TASK DIRECTIONS:
In the answer, each line of the listing should appear again unchanged.

SUPPLIED ENTRIES:
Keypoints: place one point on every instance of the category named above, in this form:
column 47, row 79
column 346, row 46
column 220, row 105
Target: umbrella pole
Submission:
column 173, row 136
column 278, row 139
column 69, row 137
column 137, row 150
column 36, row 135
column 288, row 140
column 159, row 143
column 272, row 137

COMPLETED TASK:
Keypoints: place one point on every instance of the category named above, in this form:
column 47, row 79
column 346, row 46
column 220, row 105
Target: umbrella pole
Submission:
column 173, row 136
column 278, row 139
column 69, row 137
column 137, row 150
column 36, row 135
column 288, row 140
column 159, row 143
column 272, row 137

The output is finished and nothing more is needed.